Grief and Loss
I am prompted to write today about grief and loss.
When someone we love is taken away from us or, that love is somehow severed, either by rejection, abandonment, injury, illness or, through death – we experience a reaction to this loss, this is called grief. The crippling pain of grief is as much a part of the journey through the passage of life, as the thrill and joy of love. It is, perhaps the ultimate price we pay for love, and the cost of attachment and commitment.
Grief creeps up insidiously, like a thief in the night. Grief threatens when we least expect, shaking our very foundations, and dislocating us from the secure, familiar safety of every day life. The journey through the convoluted labyrinth of grief is lonely. Often the traveller treads uneven ground, braving dangerous unmarked territory and sometimes may becomes bogged down and overwhelmed with anger and guilt. It is a struggle to negotiate this difficult terrain – pockmarked with sadness and depression.
We can be uncomfortable and uneasy with the subject of grief, perhaps because it forces us to address our own mortality and that of those dear to us. Yet grief will touch us all in some way within the course of our lives. If we can endeavour to understand this most painful of human emotions, we may ourselves be more adequately prepared for loss, and be able to provide compassion, kindness, support and empathy to those around us who are grieving.
Loss and grief have been shadowy companions throughout my own life, and I often wonder if, in bearing the surname Grieveson, she who grieves… I might have a predetermined propensity to experience grief.

▶ **Data**
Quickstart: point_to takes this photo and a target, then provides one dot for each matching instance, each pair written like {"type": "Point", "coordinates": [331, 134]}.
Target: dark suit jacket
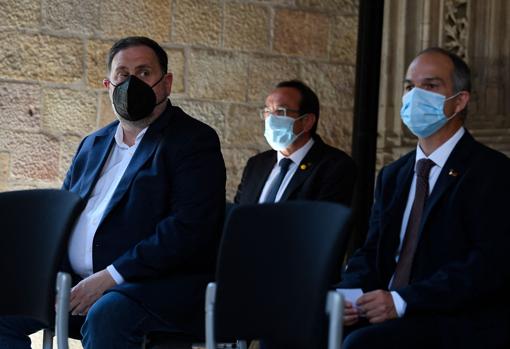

▶ **Exercise requirements**
**A)** From the piece on grief and loss, list every way it says a loved one can be taken from us or a love can be severed.
**B)** Pick up the piece on grief and loss after its last sentence and write the next paragraph.

▶ **Answers below**
**A)** Rejection, abandonment, injury, illness, death

**B)**
A couple of weeks ago – on an ordinary Sunday afternoon, my family received the tragic news that Molly, the young mother of Sue, my youngest teenage daughter’s close friend, had passed away suddenly.
As the afternoon rolled on and Aussie Rules football matches were broadcast live to air – my family struggled to absorb and assimilate the circumstances surrounding Molly’s untimely death.
My daughter Amelia had forged a strong friendship with Sue who was Molly and Peter’s only child. When Sue and her family moved to Tucson, Arizona, Amelia was invited at the age of fourteen to holiday with them twice within a three year period and likewise Sue also spent her vacation with us, here in Australia.
Amelia had a wonderful time with Sue, they camped at Grand Canyon, sailing down the grand Mississippi, cruising the coast of Mexico and The Bahamas. One of the coolest parts of the adventure was in LA where the girls hung out with the cast and crew of a Nickelodeon production where Molly’s brother was the scriptwriter.
Molly and Peter led a charmed life. Peter worked long hours in finance for a multinational company and his work took him overseas for extended periods of time. Molly and Sue were naturally close; Molly had chosen to give up her highly specialized work as a research chemist making DNA for a cutting edge, high tech bio company, to be a full time mother to Sue.
Two weeks ago Molly and her almost eighteen-year-old daughter were halfway into an amazing trip to Alaska when Molly developed a severe headache and displayed signs of confusion. Sue took her mother to the nearest hospital where an MRI scan revealed that she had a glioblastoma brain tumour. This type of cancer is malignant and spreads rapidly.
Two days later, Molly passed away during neurosurgery, she was forty-four.
We mourn for Molly from the other side of the world and send our thoughts and love to Peter and Sue.
I lost my own mother suddenly when I was just twenty-one. My mum had a massive cerebral aneurysm and just like Molly, she was beautiful and young. I have never really healed from this profound loss at an age when I was only just beginning to understand what is to be a woman.
Mother loss at any age is difficult – but as a young woman, to lose your anchor, the linchpin of the family, your female template at the tender age of seventeen is heartbreaking.
My thoughts are with you dearest Sue.